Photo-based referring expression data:

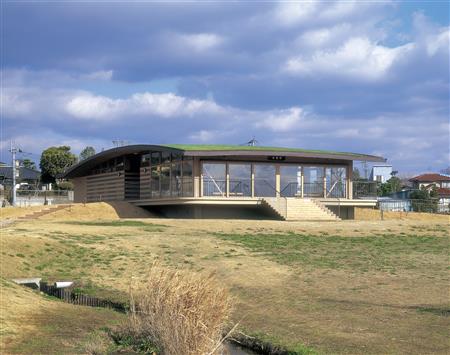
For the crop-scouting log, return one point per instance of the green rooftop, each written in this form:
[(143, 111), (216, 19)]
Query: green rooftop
[(224, 147)]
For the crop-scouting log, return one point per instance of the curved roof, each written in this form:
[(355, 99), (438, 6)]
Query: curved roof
[(211, 150)]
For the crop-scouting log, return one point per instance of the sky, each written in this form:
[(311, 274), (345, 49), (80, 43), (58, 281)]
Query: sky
[(358, 76)]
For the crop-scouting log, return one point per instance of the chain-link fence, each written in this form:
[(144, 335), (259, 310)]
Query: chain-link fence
[(26, 198), (427, 206)]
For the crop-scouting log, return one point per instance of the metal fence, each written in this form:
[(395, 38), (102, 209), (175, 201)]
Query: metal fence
[(427, 206), (26, 198), (365, 190)]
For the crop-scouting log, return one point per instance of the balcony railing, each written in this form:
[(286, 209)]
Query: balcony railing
[(365, 190)]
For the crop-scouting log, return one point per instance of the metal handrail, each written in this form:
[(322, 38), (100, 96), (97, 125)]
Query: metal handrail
[(277, 195)]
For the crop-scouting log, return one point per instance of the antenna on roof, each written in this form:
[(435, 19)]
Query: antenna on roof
[(119, 143), (252, 142)]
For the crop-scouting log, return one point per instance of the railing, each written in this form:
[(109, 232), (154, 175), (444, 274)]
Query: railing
[(292, 189), (313, 189), (213, 187), (240, 187), (415, 205), (41, 197), (183, 187), (366, 190), (338, 189)]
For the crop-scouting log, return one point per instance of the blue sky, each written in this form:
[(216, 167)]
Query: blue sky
[(369, 77)]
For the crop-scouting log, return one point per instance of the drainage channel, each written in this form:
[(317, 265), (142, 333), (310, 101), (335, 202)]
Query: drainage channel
[(59, 290)]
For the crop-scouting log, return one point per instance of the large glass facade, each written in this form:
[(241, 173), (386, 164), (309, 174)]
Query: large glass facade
[(265, 180), (290, 180), (170, 174), (313, 181), (240, 179), (187, 179), (336, 182), (214, 179), (155, 165)]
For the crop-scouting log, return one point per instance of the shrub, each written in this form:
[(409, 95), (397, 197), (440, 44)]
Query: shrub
[(180, 312)]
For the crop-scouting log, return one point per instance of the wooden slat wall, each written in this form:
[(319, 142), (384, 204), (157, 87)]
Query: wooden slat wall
[(132, 186), (105, 187), (145, 191)]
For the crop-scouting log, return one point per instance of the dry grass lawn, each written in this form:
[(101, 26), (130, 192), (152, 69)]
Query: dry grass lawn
[(346, 287)]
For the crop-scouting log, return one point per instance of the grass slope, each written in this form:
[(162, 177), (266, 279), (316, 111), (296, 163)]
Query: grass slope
[(341, 287)]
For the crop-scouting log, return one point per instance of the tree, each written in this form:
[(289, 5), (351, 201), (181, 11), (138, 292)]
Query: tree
[(394, 184), (446, 171), (356, 174), (87, 152), (27, 163), (425, 200), (54, 161)]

What the task requires = Omit the pictures and set down the records exactly.

Result below =
For the crop-scouting log, return one point per instance of the green rooftop, each written in this form:
[(143, 111), (216, 19)]
Query: green rooftop
[(224, 147)]
For the crop-scouting log, return one point per instance of the curved roof, each written in this form:
[(355, 99), (438, 6)]
Query: curved roof
[(211, 150)]
For the crop-scouting log, return one point per instance of the sky, each written in this form:
[(311, 274), (345, 49), (80, 43), (58, 281)]
Query: sky
[(358, 76)]
For the crop-scouting log, return one point per instance of the chain-link fence, each written in this form:
[(144, 335), (259, 310)]
Query: chain-link fence
[(26, 198), (427, 206)]
For the crop-scouting log, return one point per instance of the metal fence, each written in this form:
[(395, 38), (102, 209), (175, 201)]
Query: metal fence
[(427, 206), (26, 198), (365, 190)]
For the crop-scouting log, return one point per instance of the balcony railing, each written in this form:
[(286, 209)]
Query: balcony railing
[(365, 190)]
For the crop-scouting log, return one point per instance of the metal handrail, each written in this form:
[(322, 38), (100, 96), (97, 125)]
Query: metal handrail
[(277, 195)]
For the crop-scouting log, return one point per instance of the antenna on roof, each written in this form:
[(435, 19)]
Query: antenna on roof
[(119, 143), (252, 142)]
For the crop-scouting log, return one point per instance of the railing, each written in this form:
[(109, 232), (154, 175), (444, 274)]
Query: railing
[(292, 189), (313, 189), (213, 187), (240, 187), (415, 205), (41, 197), (183, 187), (366, 190), (338, 189)]
For the crop-scouting log, return one point per instance of the blue sky, each written in this form:
[(216, 167)]
Query: blue sky
[(369, 77)]
For the crop-scouting log, return one point per instance of the drainage channel, each written in this form:
[(317, 265), (142, 333), (310, 101), (335, 202)]
Query: drainage channel
[(59, 290)]
For the crop-scouting log, return one point per instance of the large glass facade, each written in this form:
[(241, 173), (386, 164), (309, 174)]
Query: large glass facade
[(265, 180), (290, 180), (170, 174), (313, 181), (240, 179), (187, 179), (336, 182), (214, 179), (155, 165)]
For the crop-scouting log, return one point per instance of the shrub, each written in this form:
[(409, 95), (397, 197), (440, 44)]
Query: shrub
[(180, 312)]
For the crop-scouting log, return one point per instance of the wooden slat wall, each written in this form:
[(319, 142), (384, 204), (157, 87)]
Query: wooden slat wall
[(132, 186), (105, 187), (145, 191)]
For the crop-scouting log, return one point per instance of the dry grass lawn, each written in this form:
[(101, 26), (130, 192), (152, 69)]
Query: dry grass lawn
[(346, 287)]
For the crop-scouting log, return one point per instance of the grass slope, each written in this form:
[(162, 177), (266, 279), (316, 111), (296, 163)]
Query: grass slope
[(341, 287)]
For the crop-scouting log, return one point per instance of the tree, each written in this form:
[(289, 5), (351, 201), (181, 11), (138, 292)]
Query: tree
[(394, 184), (446, 171), (356, 174), (87, 152), (27, 163), (425, 200), (54, 161)]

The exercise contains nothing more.